DIRECTIVE: From the forum thread on server-side PDF generation, extract the passage starting at "We use wkhtmltopdf" and ending at "across page boundaries.", word for word.

READING TEXT:
»»
I was wondering if I could use this (using a plugin) or Chrome to generate PDF files on the web server. Most of the PDF generation software out there are quite expensive.

Maybe it's possible with the print option Chrome offers. Regular Chrome can print to PDF files. Maybe headless Chrome supports that.

Edit: It's possible. It's on the introduction page of Chrome Headless


Look at 'Create a PDF'

Here's a simple library to do that: https://github.com/LucianoGanga/simple-headless-chrome

You can. In my experience, there are very few systems as good at producing accurate renders as well as Chrome. There are a few Chrome/webkit based options.

PhantomJS made the process pretty easy, but that's probably not a good option these days as it's on the way out.

NightmareJS is pretty much the same and can do it (though I haven't tested myself) [0]

If you want to get a little deeper you can use CEF (Chromium Embedded Framework [1 ]. It basically turns Chrome into a library and there are a bunch of projects that build on top of it (eg Electron, which is what NightmareJS uses underneath).

Here's a project that just uses CEF for converting to PDF [2].

[0] https://github.com/segmentio/nightmare#pdfpath-options [1] https://bitbucket.org/chromiumembedded/cef/overview [2] https://github.com/spajak/cef-pdf

For C#, there is also CEFSharp. This is used, for example, by the image(recognition)-driven Kantu automation: https://a9t9.com/kantu/web-automation

We use wkhtmltopdf to do this server side. It as a few problems and quirks, but it work well enough for us.

it has a lot of quirks, and, frankly, webkit is pretty bad at printing in general as it lacks a ton of printing specific features like re-printing table headers across page boundaries.

There's also only very rudimentary support for page headers and footers.

wkhtmktopdf is probably ok if you just need a quick single page invoice printout, but the moment you need more (in our case, we definitely do), I can highly recommend paying for https://www.princexml.com/ which has support for a lot of printing specific features.

One of the issues we had with wkhtmltopdf was that we use Angular for our views, and we have a view for an invoice, and the ability to print it.

We wanted the same view to be passed into wkhtmltopdf to download it as PDF (with a couple of things omitted).
««
DATA ENTRIES:
»»
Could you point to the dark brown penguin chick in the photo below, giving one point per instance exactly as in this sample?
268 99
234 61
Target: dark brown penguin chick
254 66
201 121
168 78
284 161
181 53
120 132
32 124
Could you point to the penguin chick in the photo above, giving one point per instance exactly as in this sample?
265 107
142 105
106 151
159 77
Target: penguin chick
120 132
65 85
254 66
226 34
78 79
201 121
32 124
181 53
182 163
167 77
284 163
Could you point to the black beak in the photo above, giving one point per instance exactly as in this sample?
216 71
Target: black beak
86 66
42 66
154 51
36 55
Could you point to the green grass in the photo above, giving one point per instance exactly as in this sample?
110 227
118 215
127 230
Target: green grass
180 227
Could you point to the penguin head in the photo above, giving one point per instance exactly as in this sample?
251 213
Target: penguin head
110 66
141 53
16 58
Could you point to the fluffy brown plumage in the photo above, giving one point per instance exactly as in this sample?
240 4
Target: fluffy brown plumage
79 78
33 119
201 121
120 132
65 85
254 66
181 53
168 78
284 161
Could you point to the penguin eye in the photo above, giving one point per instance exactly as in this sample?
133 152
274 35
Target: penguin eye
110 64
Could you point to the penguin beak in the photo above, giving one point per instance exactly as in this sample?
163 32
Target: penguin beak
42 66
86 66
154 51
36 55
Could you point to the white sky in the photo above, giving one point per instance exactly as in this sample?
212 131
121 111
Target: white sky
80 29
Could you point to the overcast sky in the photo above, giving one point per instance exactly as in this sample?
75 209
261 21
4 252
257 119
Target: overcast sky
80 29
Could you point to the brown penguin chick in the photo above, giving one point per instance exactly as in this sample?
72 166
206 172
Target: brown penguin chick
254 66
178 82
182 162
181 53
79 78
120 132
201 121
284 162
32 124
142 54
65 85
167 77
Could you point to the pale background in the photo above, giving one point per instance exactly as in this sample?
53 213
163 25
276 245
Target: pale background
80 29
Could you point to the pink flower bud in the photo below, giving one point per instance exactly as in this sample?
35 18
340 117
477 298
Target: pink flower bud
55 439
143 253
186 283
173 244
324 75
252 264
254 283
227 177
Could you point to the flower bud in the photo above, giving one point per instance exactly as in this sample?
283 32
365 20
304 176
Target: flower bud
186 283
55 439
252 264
««
RIGHT ANSWER:
We use wkhtmltopdf to do this server side. It as a few problems and quirks, but it work well enough for us.

it has a lot of quirks, and, frankly, webkit is pretty bad at printing in general as it lacks a ton of printing specific features like re-printing table headers across page boundaries.